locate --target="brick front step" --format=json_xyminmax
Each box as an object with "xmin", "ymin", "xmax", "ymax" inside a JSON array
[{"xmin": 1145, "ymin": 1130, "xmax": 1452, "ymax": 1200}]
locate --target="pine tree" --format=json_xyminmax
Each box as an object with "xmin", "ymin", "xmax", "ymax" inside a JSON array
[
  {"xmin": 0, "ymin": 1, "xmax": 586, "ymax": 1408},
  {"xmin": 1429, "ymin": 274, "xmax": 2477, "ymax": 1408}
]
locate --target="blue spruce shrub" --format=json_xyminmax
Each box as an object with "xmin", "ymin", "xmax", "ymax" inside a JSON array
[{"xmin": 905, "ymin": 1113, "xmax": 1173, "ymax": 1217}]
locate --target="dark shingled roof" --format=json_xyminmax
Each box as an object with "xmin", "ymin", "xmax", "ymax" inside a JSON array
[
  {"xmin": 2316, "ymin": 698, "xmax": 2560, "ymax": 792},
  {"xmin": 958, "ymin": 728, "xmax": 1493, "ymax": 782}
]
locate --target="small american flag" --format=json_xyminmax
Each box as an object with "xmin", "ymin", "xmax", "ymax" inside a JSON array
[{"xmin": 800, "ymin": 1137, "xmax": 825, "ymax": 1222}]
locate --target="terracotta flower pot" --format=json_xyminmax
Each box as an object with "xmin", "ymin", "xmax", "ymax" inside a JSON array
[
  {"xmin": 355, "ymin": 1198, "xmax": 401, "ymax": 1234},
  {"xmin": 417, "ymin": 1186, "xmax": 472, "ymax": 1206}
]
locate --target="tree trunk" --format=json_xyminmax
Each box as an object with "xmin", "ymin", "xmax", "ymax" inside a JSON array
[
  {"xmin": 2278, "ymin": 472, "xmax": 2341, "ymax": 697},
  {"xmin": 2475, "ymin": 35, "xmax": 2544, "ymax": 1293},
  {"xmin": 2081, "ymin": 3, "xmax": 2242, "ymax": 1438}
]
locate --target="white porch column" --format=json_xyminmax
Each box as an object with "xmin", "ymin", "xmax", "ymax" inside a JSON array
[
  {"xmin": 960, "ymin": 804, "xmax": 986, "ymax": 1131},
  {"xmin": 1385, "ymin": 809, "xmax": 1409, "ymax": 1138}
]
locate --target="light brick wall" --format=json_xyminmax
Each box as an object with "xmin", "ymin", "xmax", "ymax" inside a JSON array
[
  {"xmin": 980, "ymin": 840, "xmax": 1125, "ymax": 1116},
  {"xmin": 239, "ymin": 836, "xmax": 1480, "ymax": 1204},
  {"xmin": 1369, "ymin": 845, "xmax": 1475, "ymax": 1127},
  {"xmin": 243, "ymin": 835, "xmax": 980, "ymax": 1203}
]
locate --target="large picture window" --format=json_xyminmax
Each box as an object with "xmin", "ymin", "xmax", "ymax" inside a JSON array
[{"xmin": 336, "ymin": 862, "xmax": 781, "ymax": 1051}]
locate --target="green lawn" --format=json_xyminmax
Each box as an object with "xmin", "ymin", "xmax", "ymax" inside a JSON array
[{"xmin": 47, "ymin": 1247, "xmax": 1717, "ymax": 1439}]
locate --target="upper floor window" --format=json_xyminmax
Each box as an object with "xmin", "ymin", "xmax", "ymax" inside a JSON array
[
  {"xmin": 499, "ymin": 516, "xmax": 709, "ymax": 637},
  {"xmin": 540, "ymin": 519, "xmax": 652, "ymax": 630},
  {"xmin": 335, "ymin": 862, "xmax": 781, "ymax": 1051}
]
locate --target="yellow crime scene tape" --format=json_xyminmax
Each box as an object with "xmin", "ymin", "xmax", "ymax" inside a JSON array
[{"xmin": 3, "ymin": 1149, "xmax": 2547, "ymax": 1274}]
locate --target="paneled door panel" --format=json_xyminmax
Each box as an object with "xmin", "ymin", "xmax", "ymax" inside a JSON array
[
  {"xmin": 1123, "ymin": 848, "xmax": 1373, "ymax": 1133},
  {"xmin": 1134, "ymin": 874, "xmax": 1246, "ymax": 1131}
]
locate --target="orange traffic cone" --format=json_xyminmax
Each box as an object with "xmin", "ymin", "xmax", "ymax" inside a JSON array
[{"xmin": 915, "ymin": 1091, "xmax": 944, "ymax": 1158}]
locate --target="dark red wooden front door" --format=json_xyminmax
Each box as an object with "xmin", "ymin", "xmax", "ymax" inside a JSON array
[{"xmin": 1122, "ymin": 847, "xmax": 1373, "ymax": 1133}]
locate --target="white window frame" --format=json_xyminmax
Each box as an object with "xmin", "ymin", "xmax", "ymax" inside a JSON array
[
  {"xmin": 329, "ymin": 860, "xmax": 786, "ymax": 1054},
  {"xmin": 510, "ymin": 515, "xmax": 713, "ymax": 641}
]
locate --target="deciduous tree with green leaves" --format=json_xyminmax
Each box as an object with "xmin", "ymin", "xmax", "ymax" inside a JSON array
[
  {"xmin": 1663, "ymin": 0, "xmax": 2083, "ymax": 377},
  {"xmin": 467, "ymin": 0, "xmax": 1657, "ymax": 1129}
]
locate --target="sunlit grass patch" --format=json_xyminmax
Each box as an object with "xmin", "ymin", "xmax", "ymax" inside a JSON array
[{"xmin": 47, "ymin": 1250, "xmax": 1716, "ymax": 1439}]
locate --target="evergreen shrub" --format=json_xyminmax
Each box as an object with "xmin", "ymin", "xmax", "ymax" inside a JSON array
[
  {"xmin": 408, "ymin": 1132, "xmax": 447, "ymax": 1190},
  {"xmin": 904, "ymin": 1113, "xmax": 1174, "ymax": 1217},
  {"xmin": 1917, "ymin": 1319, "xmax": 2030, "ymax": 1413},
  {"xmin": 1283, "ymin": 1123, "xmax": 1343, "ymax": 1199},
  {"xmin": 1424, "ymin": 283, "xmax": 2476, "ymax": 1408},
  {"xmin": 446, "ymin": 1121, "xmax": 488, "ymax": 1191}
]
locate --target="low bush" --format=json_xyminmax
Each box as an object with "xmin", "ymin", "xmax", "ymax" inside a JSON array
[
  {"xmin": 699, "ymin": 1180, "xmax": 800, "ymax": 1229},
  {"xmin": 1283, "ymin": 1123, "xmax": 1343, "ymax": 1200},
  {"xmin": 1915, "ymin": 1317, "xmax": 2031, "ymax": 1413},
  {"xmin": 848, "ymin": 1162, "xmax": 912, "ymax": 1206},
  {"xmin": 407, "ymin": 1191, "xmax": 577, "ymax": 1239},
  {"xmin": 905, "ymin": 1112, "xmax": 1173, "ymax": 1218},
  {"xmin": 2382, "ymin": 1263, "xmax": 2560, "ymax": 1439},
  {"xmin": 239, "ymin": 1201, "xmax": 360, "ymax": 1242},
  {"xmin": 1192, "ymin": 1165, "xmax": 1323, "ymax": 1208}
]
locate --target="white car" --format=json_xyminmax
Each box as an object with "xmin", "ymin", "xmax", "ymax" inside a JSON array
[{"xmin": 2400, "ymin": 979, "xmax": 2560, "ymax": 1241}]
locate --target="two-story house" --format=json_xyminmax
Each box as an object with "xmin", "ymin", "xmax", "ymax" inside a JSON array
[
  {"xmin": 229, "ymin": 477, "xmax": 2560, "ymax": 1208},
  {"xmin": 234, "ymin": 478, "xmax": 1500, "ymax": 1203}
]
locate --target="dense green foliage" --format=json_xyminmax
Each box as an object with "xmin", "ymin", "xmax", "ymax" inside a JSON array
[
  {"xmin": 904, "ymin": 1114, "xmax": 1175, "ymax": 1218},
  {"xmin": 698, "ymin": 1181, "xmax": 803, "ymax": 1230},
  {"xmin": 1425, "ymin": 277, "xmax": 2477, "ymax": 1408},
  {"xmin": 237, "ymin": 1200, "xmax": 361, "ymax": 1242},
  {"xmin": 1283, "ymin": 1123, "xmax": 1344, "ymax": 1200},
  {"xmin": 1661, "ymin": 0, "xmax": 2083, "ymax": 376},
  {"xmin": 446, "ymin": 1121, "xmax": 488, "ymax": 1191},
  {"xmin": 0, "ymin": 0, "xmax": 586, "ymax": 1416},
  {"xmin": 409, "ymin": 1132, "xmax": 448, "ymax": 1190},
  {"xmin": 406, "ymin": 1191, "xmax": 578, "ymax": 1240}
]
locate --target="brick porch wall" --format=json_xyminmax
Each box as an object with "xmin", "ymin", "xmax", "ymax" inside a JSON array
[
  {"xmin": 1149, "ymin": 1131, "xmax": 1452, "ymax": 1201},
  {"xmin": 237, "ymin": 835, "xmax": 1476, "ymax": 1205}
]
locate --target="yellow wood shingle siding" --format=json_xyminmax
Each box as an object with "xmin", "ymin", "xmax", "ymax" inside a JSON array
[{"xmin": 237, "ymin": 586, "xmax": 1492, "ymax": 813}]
***
Throughout the data above, copy all lines where the word "brick" is found.

locate --target="brick front step" --format=json_xyminmax
locate --target="light brick wall" --format=json_xyminmax
locate --target="brick porch wall" --format=json_xyminmax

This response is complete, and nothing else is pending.